Introducing Dynamic PostgreSQL: How We Are Evolving the Database to Help You Sleep at Night
Starting today, you can create Dynamic PostgreSQL databases on Timescale.
Dynamic PostgreSQL is the natural evolution of cloud databases, solving the problems of both provisioned databases and serverless databases. It is backed by dynamic compute, a Timescale innovation that instantaneously scales your available compute within a predefined min/max range according to your load. Instead of provisioning for your peak (and paying for it at all times), you can now pick a compute range: your database will operate at base capacity and instantly access up to its peak only when needed. Buy the base, rent the peak.
This results in unparalleled price-performance: customers running production workloads will save 10-20 % when migrating from AWS RDS for PostgreSQL and 50-70 % when migrating from AWS Aurora Serverless.
You can try out Dynamic PostgreSQL today. We offer a free trial—no credit card required—that gives you full access to the platform for 30 days.
To create a Dynamic PostgreSQL service, just select the PostgreSQL option when logging into Timescale:
Your application is always on, why shouldn’t your database be?
Welcome to the future.
Problem 1: Developers provision far more compute than they need
For the past several years, ever since we first launched Timescale, we have had a front-row seat to how developers use databases. For example, just in the last few months, we have analyzed over one trillion queries as part of our Insights product.
One thing we have learned is that developers often provision far more compute than they actually need.

Dataset content ->
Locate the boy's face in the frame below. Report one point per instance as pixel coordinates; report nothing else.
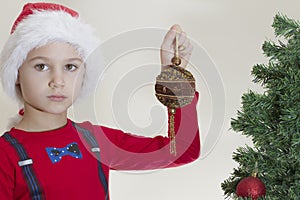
(51, 78)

Written request A -> Revise the Dynamic PostgreSQL announcement starting at "To create a" and ending at "your database be?", swapping "logging into" for "signing in to".
Written request B -> Carry on the Dynamic PostgreSQL announcement from the point where it stops.
The listing has nothing to do with this.

Result A ->
To create a Dynamic PostgreSQL service, just select the PostgreSQL option when signing in to Timescale:
Your application is always on, why shouldn’t your database be?

Result B ->
On the one hand, this makes sense: You never want to worry about your database. Most database workloads are continuous, typically with some variability or burstiness to them. For example, a game that has more usage at night, a business application that has more usage during the day, or a connected home device that has more usage on the weekends than during the week.
You never want your database to run out of resources. If your database is at max capacity, that leads to a terrible customer experience (or no customer experience!). So, most developers end up provisioning for the peak, plus a buffer. This results in developers paying for much more compute than they actually need.
On the other hand, this seems crazy to us. What other business resource would organizations be okay spending far more than what they need? Wasted compute equals wasted money.
Problem 2: Serverless databases fall short for production workloads
Some of you might be asking, “What about serverless databases?”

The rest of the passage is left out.